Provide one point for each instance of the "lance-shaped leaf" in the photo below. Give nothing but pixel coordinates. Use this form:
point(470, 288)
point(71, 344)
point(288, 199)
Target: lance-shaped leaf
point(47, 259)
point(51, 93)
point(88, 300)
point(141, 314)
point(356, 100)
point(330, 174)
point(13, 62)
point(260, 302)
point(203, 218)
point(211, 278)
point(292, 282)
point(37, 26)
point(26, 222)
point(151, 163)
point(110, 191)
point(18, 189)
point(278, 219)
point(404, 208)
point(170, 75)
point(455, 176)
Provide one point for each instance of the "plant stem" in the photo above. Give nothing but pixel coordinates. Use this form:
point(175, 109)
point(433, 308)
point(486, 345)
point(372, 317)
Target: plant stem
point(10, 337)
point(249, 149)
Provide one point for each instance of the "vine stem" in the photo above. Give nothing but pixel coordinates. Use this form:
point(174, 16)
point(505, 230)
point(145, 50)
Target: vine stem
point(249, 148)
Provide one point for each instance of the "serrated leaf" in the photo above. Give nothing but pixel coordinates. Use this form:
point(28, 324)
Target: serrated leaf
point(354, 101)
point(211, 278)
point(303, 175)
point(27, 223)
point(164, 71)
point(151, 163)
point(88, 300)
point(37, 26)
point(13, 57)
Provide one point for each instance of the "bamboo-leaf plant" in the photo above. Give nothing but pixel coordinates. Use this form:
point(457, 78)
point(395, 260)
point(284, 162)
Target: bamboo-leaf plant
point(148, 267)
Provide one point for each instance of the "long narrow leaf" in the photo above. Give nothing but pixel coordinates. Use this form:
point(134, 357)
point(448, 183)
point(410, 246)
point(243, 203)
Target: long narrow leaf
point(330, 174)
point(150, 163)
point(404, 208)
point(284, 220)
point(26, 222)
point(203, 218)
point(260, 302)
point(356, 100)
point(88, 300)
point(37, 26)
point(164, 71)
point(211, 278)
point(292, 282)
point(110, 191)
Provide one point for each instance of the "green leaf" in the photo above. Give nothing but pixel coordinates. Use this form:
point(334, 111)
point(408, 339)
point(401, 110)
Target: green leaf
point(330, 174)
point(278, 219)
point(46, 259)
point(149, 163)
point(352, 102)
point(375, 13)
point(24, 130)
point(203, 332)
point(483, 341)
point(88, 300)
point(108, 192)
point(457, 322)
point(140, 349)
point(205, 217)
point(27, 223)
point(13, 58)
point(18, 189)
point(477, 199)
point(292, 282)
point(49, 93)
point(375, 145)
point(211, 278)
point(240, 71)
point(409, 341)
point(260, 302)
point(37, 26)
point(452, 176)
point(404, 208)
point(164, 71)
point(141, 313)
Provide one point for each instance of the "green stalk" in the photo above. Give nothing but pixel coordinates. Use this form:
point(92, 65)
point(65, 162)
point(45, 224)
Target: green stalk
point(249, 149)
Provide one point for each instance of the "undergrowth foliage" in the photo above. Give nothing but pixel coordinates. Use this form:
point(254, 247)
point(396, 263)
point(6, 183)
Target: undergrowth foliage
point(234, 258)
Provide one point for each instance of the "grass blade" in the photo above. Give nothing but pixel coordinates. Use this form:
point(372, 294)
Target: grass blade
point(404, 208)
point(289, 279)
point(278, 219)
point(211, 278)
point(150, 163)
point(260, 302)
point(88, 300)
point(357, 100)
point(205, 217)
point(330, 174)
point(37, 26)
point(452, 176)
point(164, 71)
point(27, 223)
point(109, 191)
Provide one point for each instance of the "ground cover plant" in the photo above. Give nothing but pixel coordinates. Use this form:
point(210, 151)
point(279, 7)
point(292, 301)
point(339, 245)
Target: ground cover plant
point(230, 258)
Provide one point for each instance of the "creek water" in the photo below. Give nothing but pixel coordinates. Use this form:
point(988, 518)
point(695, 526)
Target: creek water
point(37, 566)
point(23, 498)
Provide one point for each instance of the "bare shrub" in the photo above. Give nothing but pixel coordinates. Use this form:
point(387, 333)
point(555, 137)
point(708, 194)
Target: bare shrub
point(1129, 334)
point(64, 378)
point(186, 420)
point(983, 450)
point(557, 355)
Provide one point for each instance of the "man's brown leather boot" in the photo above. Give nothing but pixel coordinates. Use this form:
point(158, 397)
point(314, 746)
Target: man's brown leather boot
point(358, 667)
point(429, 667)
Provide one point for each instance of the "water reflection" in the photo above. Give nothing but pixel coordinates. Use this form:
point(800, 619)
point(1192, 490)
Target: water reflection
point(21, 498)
------------------------------------------------------------
→ Problem description
Set down the entries verbatim, leaving none out.

→ The reply
Provide one point for each instance of the "lance-shaped leaf" in the photo below. Give nothing but pixel coordinates. Use this form:
point(470, 288)
point(71, 344)
point(288, 199)
Target: lance-shaped leaf
point(47, 259)
point(51, 93)
point(88, 300)
point(141, 314)
point(356, 100)
point(330, 174)
point(13, 62)
point(260, 302)
point(203, 218)
point(211, 278)
point(292, 282)
point(37, 26)
point(26, 222)
point(151, 163)
point(110, 191)
point(18, 189)
point(278, 219)
point(404, 208)
point(170, 75)
point(455, 176)
Provide one point for each instance of the "plant stem" in the photo above. Give nothing but pixel coordinates. Use this form:
point(175, 109)
point(433, 308)
point(486, 345)
point(372, 317)
Target: plant stem
point(10, 337)
point(249, 149)
Provide one point for each instance of the "vine stem" in the photo above. Give nothing but pixel coordinates. Use this form:
point(174, 16)
point(505, 230)
point(145, 50)
Target: vine stem
point(249, 148)
Provide one point for each instance of the "serrated leaf" in the photo above. Give nothing but pixel coordinates. Use this form:
point(28, 324)
Target: serrated leaf
point(354, 101)
point(211, 278)
point(303, 175)
point(27, 223)
point(164, 71)
point(151, 163)
point(88, 300)
point(37, 26)
point(13, 57)
Provide one point for each instance of the "bamboo-leaf plant" in the photo above. Give nothing but pixel coordinates. Use this form:
point(457, 78)
point(395, 260)
point(284, 162)
Target: bamboo-leaf plant
point(148, 267)
Provide one point for each instance of the "long narrow leaf" in the photo above. Give nothing but pixel coordinates. Use this form:
point(134, 357)
point(448, 183)
point(410, 246)
point(243, 203)
Target: long narrow leaf
point(330, 174)
point(150, 163)
point(404, 208)
point(284, 220)
point(26, 222)
point(203, 218)
point(260, 302)
point(356, 100)
point(88, 300)
point(37, 26)
point(164, 71)
point(211, 278)
point(292, 282)
point(110, 191)
Provide one point for each instance of the "green leaf" in the photo above. Give nothing but pixel coordinates. Use this form:
point(334, 111)
point(408, 339)
point(401, 110)
Target: green leaf
point(330, 174)
point(278, 219)
point(46, 259)
point(149, 163)
point(352, 102)
point(375, 13)
point(24, 130)
point(203, 332)
point(483, 341)
point(88, 300)
point(108, 192)
point(457, 322)
point(140, 349)
point(205, 217)
point(27, 223)
point(13, 58)
point(18, 189)
point(477, 199)
point(292, 282)
point(49, 93)
point(375, 145)
point(211, 278)
point(240, 71)
point(409, 341)
point(260, 302)
point(37, 26)
point(452, 176)
point(404, 208)
point(164, 71)
point(141, 313)
Provide one point for each instance of the "green stalk" in the photo above. Give nothing but pixel coordinates. Use this form:
point(92, 65)
point(65, 162)
point(45, 224)
Target: green stalk
point(249, 149)
Provide one point for each instance of the "undergrowth foliage" in the photo above. Give nothing but pixel coordinates. Use this form:
point(254, 247)
point(396, 263)
point(6, 183)
Target: undergrowth foliage
point(234, 258)
Provide one point for each instance of the "grass blade" in the photo above. Give nothing but pixel coordinates. Use this form:
point(372, 294)
Target: grass blade
point(404, 208)
point(289, 279)
point(278, 219)
point(211, 278)
point(150, 163)
point(260, 302)
point(88, 300)
point(357, 100)
point(205, 217)
point(330, 174)
point(37, 26)
point(452, 176)
point(164, 71)
point(27, 223)
point(109, 191)
Provide one point for each instance of the "ground cover plant" in the photo above. Give nothing but pixel coordinates. Use this form:
point(210, 151)
point(279, 7)
point(292, 301)
point(339, 245)
Target: ground cover plant
point(230, 258)
Provide one point for each instance of the "creek water" in the photo below. Give nothing but pixel coordinates. Use this form:
point(988, 518)
point(695, 526)
Target: creek water
point(37, 566)
point(23, 498)
Provide one point for each instance of the "bare shrub" in the photo above. Give nothing but pixel coordinates. Use this form:
point(387, 333)
point(555, 137)
point(708, 194)
Target: bare shrub
point(1129, 334)
point(64, 378)
point(186, 420)
point(983, 450)
point(557, 355)
Provide one point for each instance of the "man's brown leather boot" in the photo above. Give nothing but pixel coordinates. Use this form:
point(158, 397)
point(314, 746)
Target: man's brown leather boot
point(358, 667)
point(429, 667)
Provide one point for each instance of the "water reflection" in the photo above. Give nothing but pixel coordinates. Use this form:
point(800, 619)
point(1192, 490)
Target: water reflection
point(21, 498)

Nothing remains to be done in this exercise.